Collected data

----

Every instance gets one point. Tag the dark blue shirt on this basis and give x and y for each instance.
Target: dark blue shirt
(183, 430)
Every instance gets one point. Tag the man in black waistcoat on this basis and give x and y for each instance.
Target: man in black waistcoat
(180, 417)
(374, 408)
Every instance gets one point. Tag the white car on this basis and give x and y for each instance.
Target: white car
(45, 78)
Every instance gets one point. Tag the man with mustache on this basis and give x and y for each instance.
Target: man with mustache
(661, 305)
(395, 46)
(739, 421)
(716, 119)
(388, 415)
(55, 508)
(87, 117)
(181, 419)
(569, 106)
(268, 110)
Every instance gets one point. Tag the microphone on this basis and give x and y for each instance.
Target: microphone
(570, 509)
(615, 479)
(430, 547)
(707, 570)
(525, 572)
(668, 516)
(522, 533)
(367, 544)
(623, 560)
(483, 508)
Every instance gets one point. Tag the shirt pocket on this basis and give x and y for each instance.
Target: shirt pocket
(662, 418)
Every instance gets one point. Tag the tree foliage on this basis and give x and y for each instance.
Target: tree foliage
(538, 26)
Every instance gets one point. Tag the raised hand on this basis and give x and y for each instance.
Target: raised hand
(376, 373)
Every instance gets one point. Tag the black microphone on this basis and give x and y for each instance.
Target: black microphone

----

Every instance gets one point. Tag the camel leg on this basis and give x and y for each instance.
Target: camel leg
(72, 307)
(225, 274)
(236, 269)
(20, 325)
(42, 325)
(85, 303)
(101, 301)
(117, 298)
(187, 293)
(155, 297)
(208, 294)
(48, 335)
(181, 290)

----

Instructions for the task: Filter the entries down to the lines that hold "basis". Copy those lines.

Reply:
Every instance gets one point. Tag the dark blue shirt on this basis and give x and y for each instance.
Every instance gets one point. Tag the man in black waistcoat on this basis and give x and y for each instance.
Every instance gets one point. Tag the white car on this basis and give x and y for each instance.
Every instance gets one point. Tag the man with mustache on this basis and give x and y for each instance.
Every instance gets one point. Tag the microphone on this basis and give x and y for each instance.
Every instance gets one point. Tag the shirt pocket on this basis and give x and y for each instance.
Every instance gets one point. Tag the tree foliage on this basis and give x and y for each instance.
Every instance gets one point. Tag the raised hand on this basis and give x and y for each instance.
Every instance gets one point. Tag the black microphone on this basis and give x and y for each instance.
Every instance gets one point. Tag the camel leg on this basis and give x and y for each instance.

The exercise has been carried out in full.